**Requirements:** Pick out every line of the entries below that contains the string "grass" and copy each one.

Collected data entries

** Start **

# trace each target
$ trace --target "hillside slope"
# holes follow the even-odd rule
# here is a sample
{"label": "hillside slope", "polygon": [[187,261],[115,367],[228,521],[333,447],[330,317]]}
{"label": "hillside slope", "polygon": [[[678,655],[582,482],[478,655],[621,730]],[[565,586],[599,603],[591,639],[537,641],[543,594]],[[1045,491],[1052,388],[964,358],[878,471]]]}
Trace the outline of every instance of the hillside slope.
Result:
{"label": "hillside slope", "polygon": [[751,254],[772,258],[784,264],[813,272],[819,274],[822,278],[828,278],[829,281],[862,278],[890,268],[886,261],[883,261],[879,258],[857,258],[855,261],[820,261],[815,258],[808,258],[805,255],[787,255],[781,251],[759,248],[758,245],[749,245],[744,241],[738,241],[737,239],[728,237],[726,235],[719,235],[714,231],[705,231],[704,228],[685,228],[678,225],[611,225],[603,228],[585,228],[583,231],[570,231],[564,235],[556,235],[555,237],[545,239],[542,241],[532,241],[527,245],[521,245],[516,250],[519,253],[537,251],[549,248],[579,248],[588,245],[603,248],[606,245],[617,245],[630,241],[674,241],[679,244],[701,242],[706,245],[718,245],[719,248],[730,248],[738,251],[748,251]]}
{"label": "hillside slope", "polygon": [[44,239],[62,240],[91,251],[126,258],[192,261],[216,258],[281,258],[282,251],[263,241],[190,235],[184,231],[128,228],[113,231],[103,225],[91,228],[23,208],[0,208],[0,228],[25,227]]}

** End **
** Start **

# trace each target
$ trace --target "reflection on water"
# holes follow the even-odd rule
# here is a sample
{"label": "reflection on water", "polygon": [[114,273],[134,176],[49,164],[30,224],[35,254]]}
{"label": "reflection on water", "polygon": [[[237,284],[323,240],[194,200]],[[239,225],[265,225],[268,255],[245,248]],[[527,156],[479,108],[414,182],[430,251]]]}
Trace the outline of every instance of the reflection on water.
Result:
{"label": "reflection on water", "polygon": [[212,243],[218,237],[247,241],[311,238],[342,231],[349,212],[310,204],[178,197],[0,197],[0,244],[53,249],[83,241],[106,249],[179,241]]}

** End **
** Start **

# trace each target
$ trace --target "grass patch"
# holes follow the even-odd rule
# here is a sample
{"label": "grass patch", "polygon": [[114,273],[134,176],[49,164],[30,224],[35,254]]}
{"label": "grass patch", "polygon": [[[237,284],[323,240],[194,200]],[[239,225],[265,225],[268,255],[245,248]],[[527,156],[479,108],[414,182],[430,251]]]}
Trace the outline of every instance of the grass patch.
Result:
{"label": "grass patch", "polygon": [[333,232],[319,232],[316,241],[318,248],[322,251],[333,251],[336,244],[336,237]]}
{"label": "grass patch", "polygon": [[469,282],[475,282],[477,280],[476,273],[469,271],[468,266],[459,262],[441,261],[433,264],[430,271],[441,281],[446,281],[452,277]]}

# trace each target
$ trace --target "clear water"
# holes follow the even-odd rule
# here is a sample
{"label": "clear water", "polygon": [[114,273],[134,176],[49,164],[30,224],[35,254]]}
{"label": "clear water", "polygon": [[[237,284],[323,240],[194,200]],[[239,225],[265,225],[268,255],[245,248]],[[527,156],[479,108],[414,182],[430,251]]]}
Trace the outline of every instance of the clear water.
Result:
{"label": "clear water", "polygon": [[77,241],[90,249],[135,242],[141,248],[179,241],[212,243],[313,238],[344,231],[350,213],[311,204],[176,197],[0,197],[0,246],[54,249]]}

** End **

**Correct output:**
$ trace --target "grass patch"
{"label": "grass patch", "polygon": [[114,273],[134,176],[49,164],[30,224],[35,254]]}
{"label": "grass patch", "polygon": [[[237,284],[323,240],[194,200]],[[239,225],[265,225],[268,255],[245,248]],[[527,156],[479,108],[414,182],[430,251]]]}
Trace the outline of every instance of the grass patch.
{"label": "grass patch", "polygon": [[333,232],[319,232],[316,241],[318,248],[322,251],[333,251],[336,244],[336,237]]}
{"label": "grass patch", "polygon": [[469,282],[475,282],[477,280],[476,273],[469,271],[468,266],[459,262],[441,261],[433,264],[430,271],[441,281],[446,281],[452,277]]}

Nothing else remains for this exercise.